====== Extracted data ======
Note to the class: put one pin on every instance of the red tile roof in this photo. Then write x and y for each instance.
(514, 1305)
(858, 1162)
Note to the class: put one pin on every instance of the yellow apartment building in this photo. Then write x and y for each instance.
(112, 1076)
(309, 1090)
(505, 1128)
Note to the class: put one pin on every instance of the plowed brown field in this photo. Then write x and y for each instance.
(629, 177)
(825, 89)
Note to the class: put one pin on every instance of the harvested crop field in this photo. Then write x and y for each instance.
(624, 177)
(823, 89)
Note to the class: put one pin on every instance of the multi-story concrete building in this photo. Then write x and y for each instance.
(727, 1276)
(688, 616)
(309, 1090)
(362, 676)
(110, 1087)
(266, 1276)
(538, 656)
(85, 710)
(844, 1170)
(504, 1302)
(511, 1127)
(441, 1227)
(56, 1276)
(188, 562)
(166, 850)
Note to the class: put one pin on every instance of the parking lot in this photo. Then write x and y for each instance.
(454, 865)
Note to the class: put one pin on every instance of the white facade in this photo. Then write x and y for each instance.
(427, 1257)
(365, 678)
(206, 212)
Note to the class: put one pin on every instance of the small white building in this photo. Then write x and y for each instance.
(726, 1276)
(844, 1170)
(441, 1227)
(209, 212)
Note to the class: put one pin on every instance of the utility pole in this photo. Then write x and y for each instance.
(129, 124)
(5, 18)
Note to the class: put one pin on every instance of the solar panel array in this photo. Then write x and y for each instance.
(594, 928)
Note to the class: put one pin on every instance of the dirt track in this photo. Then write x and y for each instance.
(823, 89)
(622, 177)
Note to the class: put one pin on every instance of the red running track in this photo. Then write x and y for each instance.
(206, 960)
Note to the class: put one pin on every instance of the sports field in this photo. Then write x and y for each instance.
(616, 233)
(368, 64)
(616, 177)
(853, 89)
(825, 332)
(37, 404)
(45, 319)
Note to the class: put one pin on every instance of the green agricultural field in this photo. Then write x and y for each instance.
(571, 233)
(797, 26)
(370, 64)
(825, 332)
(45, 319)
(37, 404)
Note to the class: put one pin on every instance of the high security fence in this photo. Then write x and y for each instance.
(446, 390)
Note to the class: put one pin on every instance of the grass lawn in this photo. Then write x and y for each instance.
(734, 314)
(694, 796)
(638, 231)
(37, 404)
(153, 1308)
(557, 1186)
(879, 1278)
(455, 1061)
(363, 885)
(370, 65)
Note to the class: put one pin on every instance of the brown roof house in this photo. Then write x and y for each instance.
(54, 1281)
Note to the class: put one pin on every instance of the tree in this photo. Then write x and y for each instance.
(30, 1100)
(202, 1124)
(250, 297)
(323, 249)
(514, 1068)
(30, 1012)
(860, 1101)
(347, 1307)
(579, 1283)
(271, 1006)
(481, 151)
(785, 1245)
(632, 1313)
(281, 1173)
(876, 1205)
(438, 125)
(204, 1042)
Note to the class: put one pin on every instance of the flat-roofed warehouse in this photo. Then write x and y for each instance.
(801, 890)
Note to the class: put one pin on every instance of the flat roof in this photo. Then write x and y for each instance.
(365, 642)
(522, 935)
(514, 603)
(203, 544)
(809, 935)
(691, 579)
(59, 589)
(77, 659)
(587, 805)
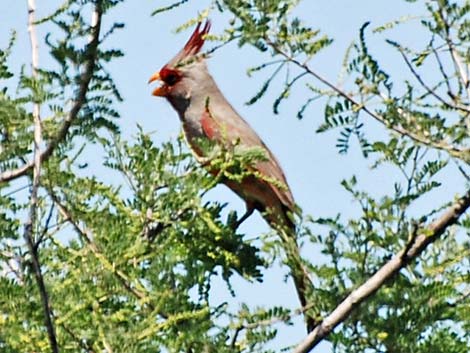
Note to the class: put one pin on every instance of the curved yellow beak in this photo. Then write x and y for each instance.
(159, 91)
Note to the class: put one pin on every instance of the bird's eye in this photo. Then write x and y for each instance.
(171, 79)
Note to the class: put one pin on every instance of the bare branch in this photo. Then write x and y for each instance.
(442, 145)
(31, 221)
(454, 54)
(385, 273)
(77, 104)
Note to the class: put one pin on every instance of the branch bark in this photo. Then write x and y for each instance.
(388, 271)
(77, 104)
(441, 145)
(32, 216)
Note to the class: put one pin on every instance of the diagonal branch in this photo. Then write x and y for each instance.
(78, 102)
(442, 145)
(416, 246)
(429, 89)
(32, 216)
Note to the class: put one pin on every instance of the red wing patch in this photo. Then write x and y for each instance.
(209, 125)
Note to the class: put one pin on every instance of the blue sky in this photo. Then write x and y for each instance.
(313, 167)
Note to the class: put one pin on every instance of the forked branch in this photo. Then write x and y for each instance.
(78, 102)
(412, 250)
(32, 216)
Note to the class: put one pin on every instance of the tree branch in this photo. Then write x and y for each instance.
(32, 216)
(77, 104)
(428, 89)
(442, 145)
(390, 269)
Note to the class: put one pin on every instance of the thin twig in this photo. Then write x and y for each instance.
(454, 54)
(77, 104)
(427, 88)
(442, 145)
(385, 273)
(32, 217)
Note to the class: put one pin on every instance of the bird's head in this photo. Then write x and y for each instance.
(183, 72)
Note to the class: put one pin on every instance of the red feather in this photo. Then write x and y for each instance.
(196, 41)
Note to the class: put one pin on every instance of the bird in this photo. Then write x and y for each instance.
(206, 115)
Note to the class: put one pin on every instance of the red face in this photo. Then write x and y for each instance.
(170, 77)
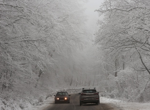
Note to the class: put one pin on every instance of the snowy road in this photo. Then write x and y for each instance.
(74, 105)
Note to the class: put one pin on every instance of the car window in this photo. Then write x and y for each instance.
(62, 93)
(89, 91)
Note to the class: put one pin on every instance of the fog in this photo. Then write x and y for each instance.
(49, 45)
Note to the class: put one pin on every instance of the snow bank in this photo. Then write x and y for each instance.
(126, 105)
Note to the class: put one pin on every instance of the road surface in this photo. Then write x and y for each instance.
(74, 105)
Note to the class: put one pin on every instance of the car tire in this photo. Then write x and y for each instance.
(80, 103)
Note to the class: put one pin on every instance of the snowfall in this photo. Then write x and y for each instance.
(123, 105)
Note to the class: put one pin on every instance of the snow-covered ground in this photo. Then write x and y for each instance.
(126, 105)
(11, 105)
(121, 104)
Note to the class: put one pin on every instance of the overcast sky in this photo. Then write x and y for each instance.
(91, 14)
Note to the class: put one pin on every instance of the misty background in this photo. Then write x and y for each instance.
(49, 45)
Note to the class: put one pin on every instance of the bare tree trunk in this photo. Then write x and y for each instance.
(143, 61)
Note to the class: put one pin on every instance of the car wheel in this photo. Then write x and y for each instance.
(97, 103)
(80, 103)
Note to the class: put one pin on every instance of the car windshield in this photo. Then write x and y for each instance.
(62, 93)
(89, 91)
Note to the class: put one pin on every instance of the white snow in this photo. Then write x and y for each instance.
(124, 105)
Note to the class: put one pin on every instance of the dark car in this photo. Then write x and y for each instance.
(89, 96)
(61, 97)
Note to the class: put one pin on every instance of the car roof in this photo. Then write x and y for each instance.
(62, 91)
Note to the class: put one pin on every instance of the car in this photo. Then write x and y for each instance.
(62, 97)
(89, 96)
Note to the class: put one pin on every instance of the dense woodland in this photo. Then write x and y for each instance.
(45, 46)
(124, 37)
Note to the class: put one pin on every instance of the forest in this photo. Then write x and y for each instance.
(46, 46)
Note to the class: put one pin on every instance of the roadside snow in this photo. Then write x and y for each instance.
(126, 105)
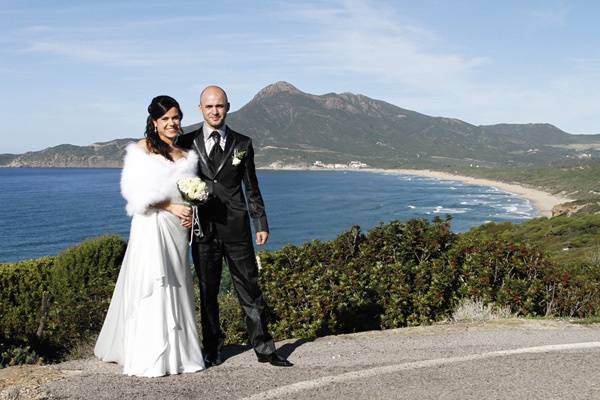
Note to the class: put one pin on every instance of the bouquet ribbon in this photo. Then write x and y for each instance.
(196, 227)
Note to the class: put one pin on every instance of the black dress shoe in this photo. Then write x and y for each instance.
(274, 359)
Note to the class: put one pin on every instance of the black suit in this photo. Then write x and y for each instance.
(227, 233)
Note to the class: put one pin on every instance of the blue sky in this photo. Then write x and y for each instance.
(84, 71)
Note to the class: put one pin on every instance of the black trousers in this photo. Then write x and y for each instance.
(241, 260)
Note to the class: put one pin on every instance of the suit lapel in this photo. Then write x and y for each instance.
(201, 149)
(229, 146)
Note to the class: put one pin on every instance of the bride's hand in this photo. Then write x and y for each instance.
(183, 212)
======
Set exercise ▸
Reproduce every one of the entries above word for word, leaving out the pictures.

In response ▸
Note to the class: put one pin on every instance of the red tile roof in this photo. Then write x and y for each instance.
(514, 1305)
(858, 1162)
Note to the class: put one pin on every instance of the yellow apartment building in this photo. Then write x and y for each instance.
(112, 1076)
(309, 1090)
(505, 1128)
Note to the class: put one pin on every instance of the plowed brown field in this photo. Then write x and y for each instance.
(629, 177)
(825, 89)
Note to the class: put one pin on every instance of the harvested crop field in this photo. Then write x and y for each instance.
(624, 177)
(823, 89)
Note to the class: put one pin on every instance of the multi-story concrete building in this photo. Then write x and y for each instance.
(727, 1276)
(688, 616)
(309, 1090)
(362, 676)
(110, 1087)
(266, 1276)
(538, 656)
(85, 710)
(844, 1170)
(504, 1302)
(511, 1127)
(441, 1227)
(56, 1276)
(188, 562)
(166, 850)
Note to the class: put one pin on every instance of the parking lot in this photo. Then write x and y for each instance.
(454, 865)
Note to the class: put one pin on every instance of the white facade in this photo. Then write x and y for each instance.
(427, 1257)
(365, 678)
(206, 212)
Note to the class: put one pin on every instance of the small white building in this photo. Then write x and y for each instance.
(726, 1276)
(844, 1170)
(441, 1227)
(209, 212)
Note to the class: put one pin on every instance of the utility pole in this photo. Then write x and y for each instance.
(129, 124)
(5, 18)
Note to the class: put one pin on every instance of the solar panel array in this photo. Then write x and y for each instance.
(594, 928)
Note to the class: put one pin on every instance of the dirt track in this photo. Then write x and y for each instance.
(823, 89)
(622, 177)
Note to the class: put one pin on every instance of the red running track in this photo. Then write x and y for each instance.
(206, 960)
Note to the class: put one pin on every instance of the sports field in this photo. Then write x and y for each instance.
(616, 233)
(368, 64)
(616, 177)
(853, 89)
(825, 332)
(37, 404)
(45, 319)
Note to the class: put one pin on every instance of the green agricultural field in this photo. Then write x and y for each instance.
(571, 233)
(797, 26)
(370, 64)
(825, 332)
(45, 319)
(37, 404)
Note to the class: put one pin on every instance of the high security fence in this photo. Then write x and y for each instance.
(446, 390)
Note to the class: put one pin on every instance of the grass lawn in this photo. Then write x and y for each instance.
(734, 314)
(694, 796)
(638, 231)
(37, 404)
(153, 1308)
(557, 1186)
(879, 1278)
(455, 1061)
(363, 885)
(370, 65)
Note to the class: put one pin on every instance of the brown roof house in this photo. Then write x and y for each instance.
(54, 1281)
Note to the class: put one pin on every instance of the tree in this photo. Then write x and y for each instance.
(30, 1100)
(202, 1124)
(250, 297)
(323, 249)
(514, 1068)
(30, 1012)
(860, 1101)
(347, 1307)
(579, 1283)
(271, 1006)
(481, 151)
(785, 1245)
(632, 1313)
(281, 1173)
(876, 1205)
(438, 125)
(204, 1042)
Note to the class: put one pin on every instance of the flat-roofed warehouse in this photo. Then write x and y for each instance.
(801, 890)
Note to the class: put one pin on every instance of the flat roof in this photo. Then write x and y for each instance.
(365, 642)
(522, 935)
(514, 603)
(203, 544)
(809, 935)
(691, 579)
(59, 589)
(77, 659)
(587, 805)
Note to the class: put one pin on every instance of the curved yellow beak in this photo. Then write x and y for each instance.
(159, 91)
Note to the class: put one pin on every instance of the bird's eye in this photo. Then write x and y for each instance.
(171, 79)
Note to the class: put one pin on every instance of the bare branch in this photo. Then write x and y for each instance.
(442, 145)
(31, 221)
(454, 54)
(385, 273)
(77, 104)
Note to the class: put one pin on every instance of the branch bark in this photo. Then write x and y for each instance.
(388, 271)
(77, 104)
(441, 145)
(32, 216)
Note to the class: put one pin on every instance of the diagonal branch in this photo. Then write x and y for each instance.
(78, 102)
(442, 145)
(416, 246)
(429, 89)
(32, 216)
Note to the class: put one pin on every instance of the red wing patch in this photo. Then write x and y for each instance.
(209, 125)
Note to the class: put one pin on every instance of the blue sky in this photo. Then write x and y for each instance.
(313, 167)
Note to the class: put one pin on every instance of the forked branch in this photo. Then write x and y for each instance.
(78, 102)
(412, 250)
(32, 216)
Note to the class: put one pin on every instance of the tree branch in this photo. Then write x and y for each instance.
(32, 216)
(77, 104)
(428, 89)
(442, 145)
(390, 269)
Note to the class: put one pin on every instance of the thin twig in this photo. Then write x and y for each instance.
(454, 54)
(77, 104)
(427, 88)
(442, 145)
(385, 273)
(32, 217)
Note to the class: put one pin on every instance of the bird's head in this photo. Then write x and y for each instance.
(183, 72)
Note to the class: put one pin on every instance of the red feather in this photo. Then write x and y for each instance.
(196, 41)
Note to the class: put one pin on every instance of the bird in this photo. Then write x and y for each instance.
(206, 115)
Note to the class: put one pin on every instance of the red face in this photo. Then write x and y for each instance.
(170, 77)
Note to the class: put one pin on every instance of the snowy road in this photo. Then write x and y for each instance.
(74, 105)
Note to the class: put one pin on every instance of the car window in this photo. Then write x and y for each instance.
(62, 93)
(89, 91)
Note to the class: put one pin on every instance of the fog in this photo. Then write x and y for each instance.
(49, 45)
Note to the class: put one pin on every instance of the snow bank in this photo. Then write x and y for each instance.
(126, 105)
Note to the class: put one pin on every instance of the road surface in this photo. Then write x and y for each instance.
(74, 105)
Note to the class: put one pin on every instance of the car tire in this photo. Then write x and y for each instance.
(80, 103)
Note to the class: put one pin on every instance of the snowfall in this photo. Then write x and y for each instance.
(123, 105)
Note to the class: put one pin on every instance of the snow-covered ground in this photo. Then write x and y for each instance.
(126, 105)
(11, 105)
(121, 104)
Note to the class: put one pin on every instance of the overcast sky in this photo. Then write x and y for each instance.
(91, 14)
Note to the class: put one pin on every instance of the misty background in this photo. Then write x and y for each instance.
(49, 45)
Note to the class: put one pin on every instance of the bare tree trunk in this photo. Then write x and y for each instance.
(143, 61)
Note to the class: put one pin on every instance of the car wheel in this photo. Then write x and y for each instance.
(97, 103)
(80, 103)
Note to the class: put one pin on every instance of the car windshield in this photo. Then write x and y for each instance.
(62, 93)
(89, 91)
Note to the class: put one pin on every instance of the white snow in this photo. Then write x and y for each instance.
(124, 105)
Note to the class: put one pin on every instance of the dark car in this photo. Then write x and y for each instance.
(89, 96)
(61, 97)
Note to the class: put one pin on every instance of the car roof in this photo. Then write x and y for each instance.
(62, 91)
Note to the class: put one pin on every instance of the car in this photo. Then write x and y for each instance.
(62, 97)
(89, 96)
Note to the class: put one pin on every instance of the dense woodland in this photo. Then write x and y for each instance.
(45, 46)
(124, 37)
Note to the class: put one pin on every instance of the forest in this photo. Then write x and y for each instance.
(46, 46)
Note to the class: put one pin on every instance of the roadside snow in this photo. Then write x and y for each instance.
(126, 105)
Note to the class: put one pin on every instance of the bouquet ribbon in this photo. Then write x and y for each instance.
(196, 227)
Note to the class: put one pin on every instance of the black dress shoe in this photo. Then write x and y for each instance.
(274, 359)
Note to the class: put one pin on every instance of the black suit in this photo. Then write x and y for each instance.
(227, 233)
Note to the class: put one pin on every instance of the blue sky in this photo. Then write x and y for each instance.
(84, 71)
Note to the class: put one pin on every instance of the black trousers in this photo. Then write x and y for each instance.
(241, 260)
Note to the class: put one pin on every instance of the suit lapel in this photo. Then write x and y for each instance.
(201, 149)
(229, 146)
Note to the class: put one pin on every instance of the bride's hand in this photo. Then write x and y for each instance.
(183, 212)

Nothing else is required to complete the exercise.